EXERCICES ET CONSIGNES:
[a] Réécrivez le passage cité en commençant par « L’ONU est prompte » et en allant jusqu’à « de l’association 360. ». Remplacez « pôle social » par « secteur social ».
[b] D’après le passage cité, combien de membres compte le GIG ?

PASSAGE CITÉ:
L’ONU est prompte à défendre l’égalité des droits, mais le magazine UN-Special, distribué aux employés de nombreuses organisations internationales, refuse de publier une petite annonce destinée à faire connaître l’existence d’un groupe de rencontre pour les homos internationaux.

Depuis quelques mois déjà, le pôle social de l’association 360 compte un groupe réunissant des gays et des lesbiennes pour la plupart anglophones et employés dans des organisations internationales. Pas facile en effet quand on est homo, qu’on débarque à Genève en ne parlant pas ou peu le français, de s’intégrer et de rencontrer des semblables. Le GIG (Gay International Group), créé il y a sept ans déjà et qui compte 160 membres, et le LIG (Lesbian International Group) leur permettent de se retrouver. Sous l’impulsion de Yves de Matteis, ils ont rejoint voici quelques mois le pôle social de l’association 360.

ENTRÉES FOURNIES:
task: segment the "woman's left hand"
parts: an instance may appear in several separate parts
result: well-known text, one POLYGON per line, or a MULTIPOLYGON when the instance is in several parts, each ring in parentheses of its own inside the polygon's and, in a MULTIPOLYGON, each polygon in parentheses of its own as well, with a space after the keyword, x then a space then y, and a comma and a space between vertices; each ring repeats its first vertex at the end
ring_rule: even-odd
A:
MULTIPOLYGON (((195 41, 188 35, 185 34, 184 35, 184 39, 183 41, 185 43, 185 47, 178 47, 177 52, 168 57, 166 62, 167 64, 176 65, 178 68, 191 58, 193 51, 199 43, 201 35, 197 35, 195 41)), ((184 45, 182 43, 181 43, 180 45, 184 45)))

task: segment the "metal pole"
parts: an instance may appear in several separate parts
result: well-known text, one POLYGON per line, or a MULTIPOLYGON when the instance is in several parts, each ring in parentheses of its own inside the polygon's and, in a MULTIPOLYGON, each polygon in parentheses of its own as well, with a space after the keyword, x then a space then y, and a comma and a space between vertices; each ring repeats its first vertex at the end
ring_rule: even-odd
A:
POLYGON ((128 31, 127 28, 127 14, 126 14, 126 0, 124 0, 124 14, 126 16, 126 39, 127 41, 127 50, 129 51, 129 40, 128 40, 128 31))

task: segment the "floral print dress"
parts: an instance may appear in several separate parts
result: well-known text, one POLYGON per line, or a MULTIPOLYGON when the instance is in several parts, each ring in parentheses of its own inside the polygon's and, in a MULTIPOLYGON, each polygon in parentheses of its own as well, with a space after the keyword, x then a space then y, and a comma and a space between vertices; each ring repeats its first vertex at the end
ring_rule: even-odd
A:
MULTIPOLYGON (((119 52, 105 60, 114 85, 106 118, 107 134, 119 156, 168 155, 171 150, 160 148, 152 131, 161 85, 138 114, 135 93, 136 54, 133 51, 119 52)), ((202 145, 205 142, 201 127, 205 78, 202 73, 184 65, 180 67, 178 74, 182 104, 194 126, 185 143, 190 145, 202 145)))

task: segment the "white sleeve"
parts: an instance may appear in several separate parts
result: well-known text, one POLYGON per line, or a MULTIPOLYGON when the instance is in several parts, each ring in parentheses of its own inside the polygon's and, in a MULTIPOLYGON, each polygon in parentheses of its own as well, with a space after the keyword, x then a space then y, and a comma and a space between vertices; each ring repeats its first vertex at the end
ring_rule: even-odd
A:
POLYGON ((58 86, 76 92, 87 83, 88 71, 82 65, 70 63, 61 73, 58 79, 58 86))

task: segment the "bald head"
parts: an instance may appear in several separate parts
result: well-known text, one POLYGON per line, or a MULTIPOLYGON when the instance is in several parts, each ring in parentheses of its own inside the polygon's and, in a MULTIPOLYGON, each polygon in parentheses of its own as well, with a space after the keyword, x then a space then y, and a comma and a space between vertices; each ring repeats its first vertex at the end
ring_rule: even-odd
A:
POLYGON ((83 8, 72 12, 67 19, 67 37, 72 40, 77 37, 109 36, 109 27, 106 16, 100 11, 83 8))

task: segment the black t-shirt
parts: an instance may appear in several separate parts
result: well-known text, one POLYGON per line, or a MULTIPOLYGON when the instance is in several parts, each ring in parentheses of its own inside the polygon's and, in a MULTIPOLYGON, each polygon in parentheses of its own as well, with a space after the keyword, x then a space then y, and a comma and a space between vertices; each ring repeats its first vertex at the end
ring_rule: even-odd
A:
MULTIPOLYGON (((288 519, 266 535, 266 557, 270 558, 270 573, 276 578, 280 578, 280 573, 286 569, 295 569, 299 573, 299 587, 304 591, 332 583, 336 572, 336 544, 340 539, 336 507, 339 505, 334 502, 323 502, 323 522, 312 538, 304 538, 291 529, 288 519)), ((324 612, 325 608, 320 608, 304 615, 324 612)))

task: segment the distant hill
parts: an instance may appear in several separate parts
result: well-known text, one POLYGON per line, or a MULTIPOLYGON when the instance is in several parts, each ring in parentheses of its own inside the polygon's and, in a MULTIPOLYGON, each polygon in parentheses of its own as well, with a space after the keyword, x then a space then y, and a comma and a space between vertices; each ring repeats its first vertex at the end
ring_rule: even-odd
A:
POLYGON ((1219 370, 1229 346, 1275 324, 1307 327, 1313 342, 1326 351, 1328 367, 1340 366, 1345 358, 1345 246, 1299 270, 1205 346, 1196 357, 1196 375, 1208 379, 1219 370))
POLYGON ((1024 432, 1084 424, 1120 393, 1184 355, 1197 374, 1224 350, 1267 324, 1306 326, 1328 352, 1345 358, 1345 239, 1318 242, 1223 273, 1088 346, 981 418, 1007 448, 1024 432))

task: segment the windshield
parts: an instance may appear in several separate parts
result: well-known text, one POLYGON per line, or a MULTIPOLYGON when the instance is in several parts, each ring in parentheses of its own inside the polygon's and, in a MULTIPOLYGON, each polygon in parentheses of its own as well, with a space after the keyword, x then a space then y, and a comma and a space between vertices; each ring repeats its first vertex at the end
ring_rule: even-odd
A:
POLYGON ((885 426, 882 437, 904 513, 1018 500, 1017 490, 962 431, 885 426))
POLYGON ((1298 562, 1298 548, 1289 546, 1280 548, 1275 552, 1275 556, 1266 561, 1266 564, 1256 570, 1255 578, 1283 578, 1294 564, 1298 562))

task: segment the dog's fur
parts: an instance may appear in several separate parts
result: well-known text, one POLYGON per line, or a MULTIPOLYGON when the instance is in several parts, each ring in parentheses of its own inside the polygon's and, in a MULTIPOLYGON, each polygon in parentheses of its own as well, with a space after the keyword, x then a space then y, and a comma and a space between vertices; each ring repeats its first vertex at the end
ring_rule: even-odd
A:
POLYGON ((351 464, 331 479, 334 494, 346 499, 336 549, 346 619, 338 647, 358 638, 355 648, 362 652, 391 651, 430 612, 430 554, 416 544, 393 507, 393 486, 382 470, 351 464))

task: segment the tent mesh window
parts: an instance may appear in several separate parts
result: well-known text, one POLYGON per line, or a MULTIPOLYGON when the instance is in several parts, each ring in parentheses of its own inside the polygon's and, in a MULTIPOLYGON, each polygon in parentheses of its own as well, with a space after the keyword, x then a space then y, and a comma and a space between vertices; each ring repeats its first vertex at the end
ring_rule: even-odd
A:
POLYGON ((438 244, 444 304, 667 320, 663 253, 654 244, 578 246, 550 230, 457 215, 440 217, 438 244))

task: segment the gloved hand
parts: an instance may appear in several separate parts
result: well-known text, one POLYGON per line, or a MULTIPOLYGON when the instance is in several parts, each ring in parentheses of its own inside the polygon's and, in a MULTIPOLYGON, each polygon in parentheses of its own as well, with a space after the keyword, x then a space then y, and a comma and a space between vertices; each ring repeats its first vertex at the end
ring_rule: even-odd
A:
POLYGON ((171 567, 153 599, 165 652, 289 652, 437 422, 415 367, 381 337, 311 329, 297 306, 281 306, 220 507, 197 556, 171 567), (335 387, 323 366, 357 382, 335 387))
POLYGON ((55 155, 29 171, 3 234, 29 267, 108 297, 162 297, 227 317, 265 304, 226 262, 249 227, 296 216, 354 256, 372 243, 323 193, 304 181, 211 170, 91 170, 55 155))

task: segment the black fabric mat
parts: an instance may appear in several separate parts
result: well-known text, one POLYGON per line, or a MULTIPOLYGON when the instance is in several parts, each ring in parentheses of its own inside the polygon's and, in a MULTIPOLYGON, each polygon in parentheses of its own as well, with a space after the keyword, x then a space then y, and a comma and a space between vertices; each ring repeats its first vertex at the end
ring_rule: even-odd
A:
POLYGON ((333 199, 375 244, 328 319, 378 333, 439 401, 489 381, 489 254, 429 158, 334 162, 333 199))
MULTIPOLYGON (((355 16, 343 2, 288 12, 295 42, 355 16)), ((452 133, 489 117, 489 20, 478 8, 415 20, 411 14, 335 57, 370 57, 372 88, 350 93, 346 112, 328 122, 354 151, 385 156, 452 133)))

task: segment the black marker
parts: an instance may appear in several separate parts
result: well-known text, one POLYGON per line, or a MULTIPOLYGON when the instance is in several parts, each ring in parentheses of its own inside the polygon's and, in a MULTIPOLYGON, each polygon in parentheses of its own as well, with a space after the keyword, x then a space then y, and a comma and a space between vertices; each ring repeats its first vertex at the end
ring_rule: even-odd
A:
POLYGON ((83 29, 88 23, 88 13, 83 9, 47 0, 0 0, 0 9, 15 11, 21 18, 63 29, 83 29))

RÉPONSES RÉDIGÉES:
[a]
L’ONU est prompte à défendre l’égalité des droits, mais le magazine UN-Special, distribué aux employés de nombreuses organisations internationales, refuse de publier une petite annonce destinée à faire connaître l’existence d’un groupe de rencontre pour les homos internationaux.

Depuis quelques mois déjà, le secteur social de l’association 360 compte un groupe réunissant des gays et des lesbiennes pour la plupart anglophones et employés dans des organisations internationales. Pas facile en effet quand on est homo, qu’on débarque à Genève en ne parlant pas ou peu le français, de s’intégrer et de rencontrer des semblables. Le GIG (Gay International Group), créé il y a sept ans déjà et qui compte 160 membres, et le LIG (Lesbian International Group) leur permettent de se retrouver. Sous l’impulsion de Yves de Matteis, ils ont rejoint voici quelques mois le secteur social de l’association 360.

[b] Le GIG compte 160 membres.